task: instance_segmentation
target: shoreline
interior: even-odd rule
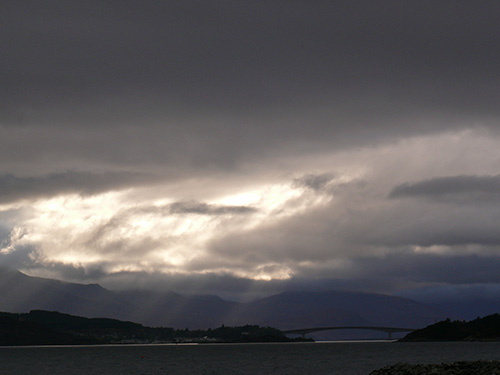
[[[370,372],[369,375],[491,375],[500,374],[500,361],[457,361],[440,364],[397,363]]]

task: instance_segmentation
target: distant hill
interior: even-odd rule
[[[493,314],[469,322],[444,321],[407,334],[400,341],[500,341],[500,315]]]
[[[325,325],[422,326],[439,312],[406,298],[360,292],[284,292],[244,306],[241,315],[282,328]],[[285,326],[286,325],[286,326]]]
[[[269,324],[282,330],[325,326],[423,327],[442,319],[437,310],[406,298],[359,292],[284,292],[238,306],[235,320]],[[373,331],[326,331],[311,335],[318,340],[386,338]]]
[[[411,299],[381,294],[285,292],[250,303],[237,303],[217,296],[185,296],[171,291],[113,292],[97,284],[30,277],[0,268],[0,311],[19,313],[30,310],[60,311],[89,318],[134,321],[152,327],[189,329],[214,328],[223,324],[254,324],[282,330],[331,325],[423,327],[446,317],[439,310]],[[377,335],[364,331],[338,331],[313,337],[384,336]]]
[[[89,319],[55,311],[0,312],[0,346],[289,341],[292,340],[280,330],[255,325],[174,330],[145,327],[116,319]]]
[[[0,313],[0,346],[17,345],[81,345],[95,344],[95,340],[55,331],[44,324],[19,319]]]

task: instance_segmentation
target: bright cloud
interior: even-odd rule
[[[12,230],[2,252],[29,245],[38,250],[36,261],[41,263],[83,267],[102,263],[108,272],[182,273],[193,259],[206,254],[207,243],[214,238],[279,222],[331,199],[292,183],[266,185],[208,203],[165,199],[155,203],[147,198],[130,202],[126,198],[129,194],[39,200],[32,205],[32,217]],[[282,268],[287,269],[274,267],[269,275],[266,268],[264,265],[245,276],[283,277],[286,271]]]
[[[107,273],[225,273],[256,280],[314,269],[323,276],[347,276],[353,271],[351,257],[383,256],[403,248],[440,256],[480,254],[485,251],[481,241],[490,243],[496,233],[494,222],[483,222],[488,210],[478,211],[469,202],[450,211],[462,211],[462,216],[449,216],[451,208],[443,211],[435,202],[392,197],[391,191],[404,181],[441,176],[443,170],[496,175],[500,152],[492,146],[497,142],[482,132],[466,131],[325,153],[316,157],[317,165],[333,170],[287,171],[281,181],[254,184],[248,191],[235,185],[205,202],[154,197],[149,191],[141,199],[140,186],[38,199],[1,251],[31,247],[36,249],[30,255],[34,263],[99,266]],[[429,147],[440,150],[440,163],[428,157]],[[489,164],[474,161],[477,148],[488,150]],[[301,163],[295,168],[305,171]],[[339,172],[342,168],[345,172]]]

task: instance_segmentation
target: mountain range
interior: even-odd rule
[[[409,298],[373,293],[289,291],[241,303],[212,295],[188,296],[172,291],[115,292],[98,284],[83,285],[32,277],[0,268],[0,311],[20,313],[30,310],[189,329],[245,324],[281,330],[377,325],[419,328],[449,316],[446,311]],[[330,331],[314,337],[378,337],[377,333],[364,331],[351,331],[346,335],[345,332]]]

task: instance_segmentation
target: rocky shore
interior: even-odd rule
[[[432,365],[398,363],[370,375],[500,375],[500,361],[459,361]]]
━━━━━━━━━━━━━━━━━━━━━━━━━━━━━━
## REQUIRED WORK
An exact copy is needed of only the lines from the top of the material through the line with "target: distant hill"; no pictures belong in it.

## TASK SOLUTION
task: instance_segmentation
target: shoreline
interior: even-odd rule
[[[370,372],[369,375],[491,375],[500,374],[500,361],[457,361],[440,364],[397,363]]]

task: instance_segmentation
target: distant hill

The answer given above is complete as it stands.